Region labeling entries:

________

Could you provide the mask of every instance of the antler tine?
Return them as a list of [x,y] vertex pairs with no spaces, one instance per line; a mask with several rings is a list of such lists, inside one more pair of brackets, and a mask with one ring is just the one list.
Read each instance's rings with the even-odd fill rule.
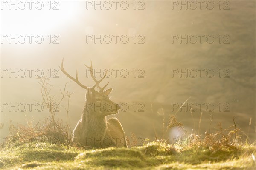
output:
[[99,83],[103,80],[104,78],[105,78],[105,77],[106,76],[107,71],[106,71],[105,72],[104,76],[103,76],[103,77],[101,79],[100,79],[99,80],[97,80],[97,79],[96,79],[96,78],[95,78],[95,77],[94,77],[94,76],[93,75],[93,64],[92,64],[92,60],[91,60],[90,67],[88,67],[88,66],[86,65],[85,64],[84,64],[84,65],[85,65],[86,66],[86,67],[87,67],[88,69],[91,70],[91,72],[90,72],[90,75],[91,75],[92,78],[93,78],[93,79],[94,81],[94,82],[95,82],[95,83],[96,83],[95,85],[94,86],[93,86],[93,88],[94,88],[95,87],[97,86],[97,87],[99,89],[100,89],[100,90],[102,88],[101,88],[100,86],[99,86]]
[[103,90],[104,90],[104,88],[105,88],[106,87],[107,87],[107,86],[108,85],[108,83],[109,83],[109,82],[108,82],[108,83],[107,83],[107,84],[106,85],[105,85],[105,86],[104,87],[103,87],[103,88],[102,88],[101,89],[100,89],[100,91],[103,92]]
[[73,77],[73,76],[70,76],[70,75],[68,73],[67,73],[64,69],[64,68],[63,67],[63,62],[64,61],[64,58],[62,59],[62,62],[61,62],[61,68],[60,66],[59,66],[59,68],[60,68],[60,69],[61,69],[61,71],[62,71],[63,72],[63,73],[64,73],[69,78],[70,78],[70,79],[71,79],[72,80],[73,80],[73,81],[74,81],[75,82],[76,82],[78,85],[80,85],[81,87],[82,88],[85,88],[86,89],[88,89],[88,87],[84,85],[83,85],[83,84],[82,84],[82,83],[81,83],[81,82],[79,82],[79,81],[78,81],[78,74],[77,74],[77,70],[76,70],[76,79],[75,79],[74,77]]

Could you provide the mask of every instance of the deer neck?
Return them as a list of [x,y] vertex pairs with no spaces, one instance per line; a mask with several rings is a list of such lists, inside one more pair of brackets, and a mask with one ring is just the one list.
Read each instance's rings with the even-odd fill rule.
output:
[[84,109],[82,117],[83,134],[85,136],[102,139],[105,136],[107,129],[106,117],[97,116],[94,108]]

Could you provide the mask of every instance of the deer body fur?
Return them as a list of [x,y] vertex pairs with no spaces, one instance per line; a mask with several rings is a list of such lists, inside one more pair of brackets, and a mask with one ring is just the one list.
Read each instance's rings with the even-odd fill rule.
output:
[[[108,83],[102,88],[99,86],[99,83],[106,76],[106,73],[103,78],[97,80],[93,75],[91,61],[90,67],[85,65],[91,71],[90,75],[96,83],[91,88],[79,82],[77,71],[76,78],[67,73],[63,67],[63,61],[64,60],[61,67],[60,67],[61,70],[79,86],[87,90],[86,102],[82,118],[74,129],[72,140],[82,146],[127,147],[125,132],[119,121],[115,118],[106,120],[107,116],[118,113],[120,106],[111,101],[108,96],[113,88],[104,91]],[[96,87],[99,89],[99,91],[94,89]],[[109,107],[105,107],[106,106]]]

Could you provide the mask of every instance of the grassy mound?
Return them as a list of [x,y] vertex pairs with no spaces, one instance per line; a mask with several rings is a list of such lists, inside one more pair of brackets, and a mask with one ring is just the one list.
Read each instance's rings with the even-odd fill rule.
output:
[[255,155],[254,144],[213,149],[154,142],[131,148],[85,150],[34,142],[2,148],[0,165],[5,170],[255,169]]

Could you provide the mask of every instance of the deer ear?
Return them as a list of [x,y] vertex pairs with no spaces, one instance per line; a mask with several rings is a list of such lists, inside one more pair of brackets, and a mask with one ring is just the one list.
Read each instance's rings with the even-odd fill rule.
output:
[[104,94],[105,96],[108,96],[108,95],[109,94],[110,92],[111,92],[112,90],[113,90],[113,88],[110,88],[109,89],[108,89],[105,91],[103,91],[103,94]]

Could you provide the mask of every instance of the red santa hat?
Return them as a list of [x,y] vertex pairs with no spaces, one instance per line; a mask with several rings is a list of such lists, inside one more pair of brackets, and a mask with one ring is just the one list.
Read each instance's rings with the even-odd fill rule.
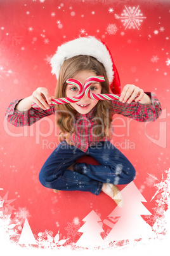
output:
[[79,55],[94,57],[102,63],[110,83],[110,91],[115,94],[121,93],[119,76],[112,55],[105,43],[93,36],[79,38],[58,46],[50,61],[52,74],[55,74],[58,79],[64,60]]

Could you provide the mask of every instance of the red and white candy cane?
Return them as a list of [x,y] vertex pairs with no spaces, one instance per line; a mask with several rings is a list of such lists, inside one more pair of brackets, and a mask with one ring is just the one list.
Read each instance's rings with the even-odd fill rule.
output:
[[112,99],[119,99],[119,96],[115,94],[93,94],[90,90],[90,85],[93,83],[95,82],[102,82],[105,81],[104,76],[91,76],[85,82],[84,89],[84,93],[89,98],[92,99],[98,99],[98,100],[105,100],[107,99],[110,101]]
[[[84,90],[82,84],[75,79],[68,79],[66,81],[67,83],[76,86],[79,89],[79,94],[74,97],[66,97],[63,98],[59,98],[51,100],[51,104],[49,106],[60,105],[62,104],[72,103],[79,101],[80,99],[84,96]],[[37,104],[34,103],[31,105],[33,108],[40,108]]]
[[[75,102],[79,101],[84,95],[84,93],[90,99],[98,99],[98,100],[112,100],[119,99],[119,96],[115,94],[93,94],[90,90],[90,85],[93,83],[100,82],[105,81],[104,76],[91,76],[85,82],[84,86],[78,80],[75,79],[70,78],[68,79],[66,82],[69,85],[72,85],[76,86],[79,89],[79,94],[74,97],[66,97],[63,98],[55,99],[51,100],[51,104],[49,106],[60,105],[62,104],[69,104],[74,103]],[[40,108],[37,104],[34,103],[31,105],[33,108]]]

________

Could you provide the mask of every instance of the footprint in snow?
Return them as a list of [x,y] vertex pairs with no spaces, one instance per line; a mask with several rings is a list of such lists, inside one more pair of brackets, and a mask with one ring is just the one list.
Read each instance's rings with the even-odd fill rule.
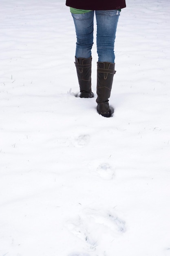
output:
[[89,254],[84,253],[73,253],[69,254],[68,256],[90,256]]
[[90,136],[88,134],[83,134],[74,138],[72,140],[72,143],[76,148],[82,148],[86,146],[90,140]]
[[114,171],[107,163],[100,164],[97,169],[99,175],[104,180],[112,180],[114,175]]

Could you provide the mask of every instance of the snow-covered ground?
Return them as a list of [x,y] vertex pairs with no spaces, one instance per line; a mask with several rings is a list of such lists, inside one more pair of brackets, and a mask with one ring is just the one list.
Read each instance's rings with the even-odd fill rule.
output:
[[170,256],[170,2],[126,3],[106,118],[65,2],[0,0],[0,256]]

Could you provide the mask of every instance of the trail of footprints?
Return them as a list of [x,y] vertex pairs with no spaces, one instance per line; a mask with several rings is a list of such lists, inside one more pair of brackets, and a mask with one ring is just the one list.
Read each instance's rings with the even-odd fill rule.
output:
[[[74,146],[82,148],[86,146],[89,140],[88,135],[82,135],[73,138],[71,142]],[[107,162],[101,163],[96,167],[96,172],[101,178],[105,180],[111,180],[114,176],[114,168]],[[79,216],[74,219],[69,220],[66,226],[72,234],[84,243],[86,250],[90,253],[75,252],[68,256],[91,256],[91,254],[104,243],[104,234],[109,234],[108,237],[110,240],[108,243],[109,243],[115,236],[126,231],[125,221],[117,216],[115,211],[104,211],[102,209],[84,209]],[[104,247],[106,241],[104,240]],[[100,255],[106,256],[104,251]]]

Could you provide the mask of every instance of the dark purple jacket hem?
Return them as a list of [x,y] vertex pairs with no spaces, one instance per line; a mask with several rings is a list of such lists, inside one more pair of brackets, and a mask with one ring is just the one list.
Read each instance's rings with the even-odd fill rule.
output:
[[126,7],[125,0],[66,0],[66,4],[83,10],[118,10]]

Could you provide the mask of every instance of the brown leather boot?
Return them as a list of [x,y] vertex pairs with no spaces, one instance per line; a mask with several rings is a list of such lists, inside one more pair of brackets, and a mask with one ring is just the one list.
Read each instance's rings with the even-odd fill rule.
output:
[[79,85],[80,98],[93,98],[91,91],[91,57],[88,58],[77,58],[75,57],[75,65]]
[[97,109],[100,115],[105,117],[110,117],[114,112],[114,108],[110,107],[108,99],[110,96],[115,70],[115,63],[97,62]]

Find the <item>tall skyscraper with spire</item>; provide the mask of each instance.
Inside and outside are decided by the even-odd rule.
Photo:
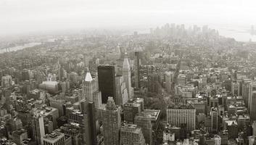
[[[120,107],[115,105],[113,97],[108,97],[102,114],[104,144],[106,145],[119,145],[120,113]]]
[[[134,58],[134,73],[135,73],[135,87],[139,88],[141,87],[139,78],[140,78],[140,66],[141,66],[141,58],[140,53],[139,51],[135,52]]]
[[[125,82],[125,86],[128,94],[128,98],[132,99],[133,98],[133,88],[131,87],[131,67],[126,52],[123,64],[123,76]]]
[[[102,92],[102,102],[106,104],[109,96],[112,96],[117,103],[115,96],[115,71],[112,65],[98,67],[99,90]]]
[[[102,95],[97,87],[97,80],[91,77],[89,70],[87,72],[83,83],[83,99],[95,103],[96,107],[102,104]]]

________

To be done: Pull out each line of the entries above that contains the string "snow". Uppercase and lowercase letters count as different.

Written reply:
Could you provide the mask of every instance of the footprint in snow?
Could you provide the mask of every instance of the snow-covered ground?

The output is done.